— УСЛОВИЕ ЗАДАНИЯ —
Продолжите текст о бое «Центуриона» с «Ковадонгой», начав сразу после его последнего предложения.

— ИСХОДНЫЙ ТЕКСТ —
▶

Монтеро развернул «Ковадонгу» и смело направился к «Центуриону». Корабли стремительно сближались. Ансон смотрел в подзорную трубу, пытаясь оценить силу противника. Длина орудийной палубы галеона составляла порядка 38 метров – на шесть метров короче, чем у «Центуриона». И по сравнению с 60 пушками «Центуриона», из которых многие стреляли одиннадцатикилограммовыми ядрами, на галеоне было всего 32 орудия, самое крупнокалиберное – всего шесть килограммов. По огневой мощи «Центурион» обладал явным превосходством.

Но у Монтеро имелось важное преимущество. На борту его корабля находилось 530 человек – намного больше, чем на «Центурионе», – и на «Ковадонге» в целом все были здоровы. Несмотря на более мощную артиллерию, матросов для задействования всего ее арсенала Ансону не хватало, поскольку много людей требовалось для управления кораблем. Из орудий «Центуриона» он решил развернуть только половину – те, что по правому борту; теперь, зная, что второго испанского корабля для атаки другого его фланга нет, он мог сделать это без опасений. Но и для обслуживания всех орудий одного только правого борта экипажа ему не хватало, поэтому вместо положенного минимума в восемь человек к каждой пушке он придал всего двоих. И каждая такая пара получила приказ только на заряжание и прочистку ствола банником. Одновременно несколько расчетов, по десять – двенадцать человек каждый, должны будут бегать от орудия к орудию, выдвигая их и производя запал. Ансон надеялся, что такой подход позволит ему поддерживать непрерывность огня. Коммодор принял еще одно тактическое решение. Заметив, что дощатые борта галеона над планширями на удивление низки, из-за чего офицеры и команда на палубе оставались незащищенными, десяток своих лучших стрелков Ансон разместил на верхушках мачт. Расположившись высоко над морем, они без труда могли уничтожать неприятелей.

По мере сближения кораблей командиры повторяли действия друг друга. После того как палубы очистили люди Ансона, то же самое проделала команда Монтеро, выбросив за борт ревущий скот и другую визжащую живность: как и Ансон, Монтеро разместил несколько своих людей со стрелковым оружием на верхушках мачт. Монтеро поднял алый, украшенный замками и львами испанский королевский флаг. В ответ Ансон поднял британский.

Оба командира открыли орудийные порты и выдвинули черные дула. Монтеро выстрелил, Ансон ответил. Выстрелы предназначались исключительно для запугивания противника: низкая точность орудий того времени не позволяла попасть по врагу с такого расстояния.

◀

Записи с разметкой областей:
▶

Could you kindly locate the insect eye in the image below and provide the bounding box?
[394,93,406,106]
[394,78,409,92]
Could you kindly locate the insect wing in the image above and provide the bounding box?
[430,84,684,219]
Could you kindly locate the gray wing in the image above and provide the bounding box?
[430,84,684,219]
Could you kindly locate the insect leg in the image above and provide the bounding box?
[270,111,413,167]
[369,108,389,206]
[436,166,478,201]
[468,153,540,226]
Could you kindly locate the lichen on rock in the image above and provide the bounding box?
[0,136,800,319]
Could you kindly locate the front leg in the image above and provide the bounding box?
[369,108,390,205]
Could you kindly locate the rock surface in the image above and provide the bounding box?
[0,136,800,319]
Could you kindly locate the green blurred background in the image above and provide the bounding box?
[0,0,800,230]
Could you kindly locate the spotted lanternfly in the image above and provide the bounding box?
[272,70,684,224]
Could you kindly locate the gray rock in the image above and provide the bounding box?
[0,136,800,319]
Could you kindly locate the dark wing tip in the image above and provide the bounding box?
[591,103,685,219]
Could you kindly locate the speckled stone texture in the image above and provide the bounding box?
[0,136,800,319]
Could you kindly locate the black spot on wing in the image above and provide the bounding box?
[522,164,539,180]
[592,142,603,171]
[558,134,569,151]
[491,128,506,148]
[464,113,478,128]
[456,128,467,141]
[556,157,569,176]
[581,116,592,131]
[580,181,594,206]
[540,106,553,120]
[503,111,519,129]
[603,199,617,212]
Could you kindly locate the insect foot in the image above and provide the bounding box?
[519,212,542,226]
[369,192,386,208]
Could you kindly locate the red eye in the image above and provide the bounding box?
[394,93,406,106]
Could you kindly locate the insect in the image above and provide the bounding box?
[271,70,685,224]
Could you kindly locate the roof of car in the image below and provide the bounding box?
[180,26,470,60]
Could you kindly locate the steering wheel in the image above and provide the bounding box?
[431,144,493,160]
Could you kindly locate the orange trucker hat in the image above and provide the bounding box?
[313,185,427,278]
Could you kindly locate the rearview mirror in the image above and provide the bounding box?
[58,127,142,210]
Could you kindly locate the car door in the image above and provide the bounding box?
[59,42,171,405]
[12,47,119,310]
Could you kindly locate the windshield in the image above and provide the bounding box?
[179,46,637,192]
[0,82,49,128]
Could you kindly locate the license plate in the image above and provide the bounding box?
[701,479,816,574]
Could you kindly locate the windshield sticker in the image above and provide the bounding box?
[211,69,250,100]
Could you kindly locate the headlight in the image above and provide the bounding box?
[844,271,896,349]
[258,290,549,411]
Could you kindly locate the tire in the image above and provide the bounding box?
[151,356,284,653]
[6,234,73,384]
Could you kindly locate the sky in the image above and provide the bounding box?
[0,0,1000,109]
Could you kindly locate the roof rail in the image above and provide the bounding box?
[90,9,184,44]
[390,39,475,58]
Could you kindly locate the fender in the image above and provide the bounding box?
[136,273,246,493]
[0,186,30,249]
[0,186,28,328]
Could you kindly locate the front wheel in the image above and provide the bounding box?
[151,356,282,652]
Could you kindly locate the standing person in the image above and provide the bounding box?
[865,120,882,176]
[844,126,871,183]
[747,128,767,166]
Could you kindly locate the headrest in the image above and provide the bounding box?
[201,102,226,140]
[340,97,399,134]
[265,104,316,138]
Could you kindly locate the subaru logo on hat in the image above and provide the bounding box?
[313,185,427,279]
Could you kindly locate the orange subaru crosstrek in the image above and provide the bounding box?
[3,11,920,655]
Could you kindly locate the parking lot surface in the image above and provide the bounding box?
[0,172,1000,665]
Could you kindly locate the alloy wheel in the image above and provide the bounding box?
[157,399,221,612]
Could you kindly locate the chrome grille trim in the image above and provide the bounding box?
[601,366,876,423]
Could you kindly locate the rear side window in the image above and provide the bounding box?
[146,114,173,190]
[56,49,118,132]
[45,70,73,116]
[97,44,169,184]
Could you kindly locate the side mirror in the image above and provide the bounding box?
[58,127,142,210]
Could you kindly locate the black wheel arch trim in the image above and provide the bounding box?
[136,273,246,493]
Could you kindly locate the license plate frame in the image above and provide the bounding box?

◀

— ОТВЕТ НА ЗАДАНИЕ —
Вскоре после полудня, когда два корабля находились в пяти километрах друг от друга, поднялся шторм. Хлынул дождь, задул ветер, и море подернулось дымкой тумана – поле битвы самого Бога. Временами Ансон и его люди теряли галеон из виду, хотя и знали, что он где-то неподалеку. Опасаясь внезапного бортового залпа, они рыскали по морю. Затем раздался крик: «Вот он!» – и люди мельком увидели корабль, прежде чем он снова исчез. При каждом новом появлении галеон приближался. Три километра, два, один… Ансон, не желая вступать в бой с врагом, пока тот не окажется на расстоянии пистолетного выстрела, приказал не открывать огня: каждый снаряд должен достичь цели.

После возбуждения погони воцарилась пугающая тишина. Экипаж знал, что кому-то из них вскоре может оторвать руку или ногу, а то и как-то страшнее изуродовать. Сумарес, лейтенант, отметил, что надеялся «с радостью встретить смерть»[694] всякий раз, когда от него требовал долг. Некоторые люди Ансона настолько разволновались, что у них свело живот.

Дождь прекратился. Ансон и его команда ясно увидели черные жерла пушек галеона. Корабль находился менее чем в девяноста метрах. Ветер стих, и Ансон попытался сохранить достаточно парусов для маневра, но не настолько, чтобы сделать корабль неуправляемым или дать врагу множество крупных целей, которые в случае попадания могли вывести «Центурион» из строя.

Коммодор вел корабль по кильватерному следу галеона, а потом быстро поравнялся с «Ковадонгой» с подветренной стороны, чтобы Монтеро было труднее уйти в подветренную сторону.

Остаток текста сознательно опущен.